Work to complete: Copy each entry as it stands, leaving nothing out.

───

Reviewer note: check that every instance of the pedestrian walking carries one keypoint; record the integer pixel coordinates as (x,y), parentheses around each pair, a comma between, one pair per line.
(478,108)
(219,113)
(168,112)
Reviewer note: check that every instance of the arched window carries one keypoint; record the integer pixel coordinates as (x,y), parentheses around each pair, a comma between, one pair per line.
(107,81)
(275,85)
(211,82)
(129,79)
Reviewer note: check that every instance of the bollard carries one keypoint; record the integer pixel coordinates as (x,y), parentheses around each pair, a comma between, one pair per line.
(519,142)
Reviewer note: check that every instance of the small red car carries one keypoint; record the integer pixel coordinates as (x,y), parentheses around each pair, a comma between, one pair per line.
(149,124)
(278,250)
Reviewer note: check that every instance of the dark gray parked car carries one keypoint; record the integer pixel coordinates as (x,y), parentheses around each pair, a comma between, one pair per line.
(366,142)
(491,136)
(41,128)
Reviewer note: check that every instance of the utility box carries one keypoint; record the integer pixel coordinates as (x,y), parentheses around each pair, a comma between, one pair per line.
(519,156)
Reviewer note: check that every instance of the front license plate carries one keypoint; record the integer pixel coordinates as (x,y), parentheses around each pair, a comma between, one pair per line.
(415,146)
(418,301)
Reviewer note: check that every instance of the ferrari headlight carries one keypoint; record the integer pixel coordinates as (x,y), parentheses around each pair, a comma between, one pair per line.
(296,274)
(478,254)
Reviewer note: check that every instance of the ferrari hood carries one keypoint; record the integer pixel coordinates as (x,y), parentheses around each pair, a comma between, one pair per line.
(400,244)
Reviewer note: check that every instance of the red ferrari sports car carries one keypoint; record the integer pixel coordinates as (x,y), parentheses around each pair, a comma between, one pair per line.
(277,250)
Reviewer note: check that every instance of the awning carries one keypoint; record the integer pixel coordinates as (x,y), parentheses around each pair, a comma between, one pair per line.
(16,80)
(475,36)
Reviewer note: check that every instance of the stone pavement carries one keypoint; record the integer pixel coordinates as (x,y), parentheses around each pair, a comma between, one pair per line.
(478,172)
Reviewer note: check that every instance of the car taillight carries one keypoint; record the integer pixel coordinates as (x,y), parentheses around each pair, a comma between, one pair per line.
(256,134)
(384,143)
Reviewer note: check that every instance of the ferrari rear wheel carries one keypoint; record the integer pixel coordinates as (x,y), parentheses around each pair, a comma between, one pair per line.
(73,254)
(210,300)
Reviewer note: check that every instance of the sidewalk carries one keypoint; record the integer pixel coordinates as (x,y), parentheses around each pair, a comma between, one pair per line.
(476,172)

───

Problem solution:
Reviewer note: check that every instance of the pedestrian walking carries one keypoint; record the integer pixel coordinates as (x,y), parentheses around each pair, a comma between, one pair per line.
(478,108)
(219,113)
(168,112)
Reviewer note: check that every instance of the arched window carries one keypoint; record the integer pixel coordinates as (x,y), parentheses around each pair, a comma between, one pair per line.
(107,81)
(275,85)
(211,82)
(129,79)
Reviewer note: check that every instance of the bollard carries one keypoint; record the integer pixel coordinates as (x,y), parentheses around each pair, a comma between, one pair per line.
(519,142)
Reviewer note: check that every instance of the small red car carries one keypoint; record the integer pixel coordinates as (x,y), parentheses around each pair, a comma between, one pair per line.
(149,124)
(278,250)
Reviewer note: check that every instance of the dark gray parked car carries one keypoint; record the integer pixel coordinates as (x,y), parentheses around each pair, a comma between, one pair per line.
(366,142)
(491,136)
(41,128)
Reviewer note: check that every instance of the utility box carries one keypoint; record the integer pixel coordinates as (x,y), parentheses around each pair, a comma between, one pair per line.
(519,156)
Reviewer note: check that every instance of the front license plate carries one keypoint; record the integer pixel coordinates as (x,y), parentheses around each pair, a comma between, one pair per line.
(415,146)
(418,301)
Reviewer note: check that every instance of the ferrari headlight carries one keypoint; record the integer pixel coordinates as (x,y), parentheses around each pair, a comma between, one pair per line.
(296,274)
(478,254)
Reviewer note: check that every instance of the ferrari hood carries one keypoint; record the integer pixel coordinates as (x,y), parentheses around each pair, a comma between, one pair per line.
(400,244)
Reviewer note: check that every instance of the red ferrari sports car carries one keypoint; record the integer pixel coordinates as (x,y), parentheses around each pair, a comma between, one pair per line.
(277,250)
Reviewer note: check that every instance of the awning carries one keypoint; record the integer pixel coordinates as (x,y), parentheses around each pair, a comma between, one pair per line.
(16,80)
(475,36)
Reviewer note: check that every instance of the stone pavement carries one keypoint; record the integer pixel coordinates as (x,y), parentheses around each pair, a comma between, one pair per line.
(478,172)
Reviewer note: check that every instance of the car taillight carries one keypoint; record the integer pixel coordinates as (x,y), parentheses around each pair, a comma between, one pair per line.
(256,134)
(384,143)
Reviewer note: check that every instance of the ferrari rear wheel carries one keypoint; record the integer pixel coordinates as (x,y), parentheses around each pair, a comma between, one pair per line.
(73,254)
(210,300)
Reviewer note: check that every instance of the sidewalk carries one keypoint; record the integer pixel coordinates as (x,y), parentheses around each pair, a comma between, one pair per line.
(476,172)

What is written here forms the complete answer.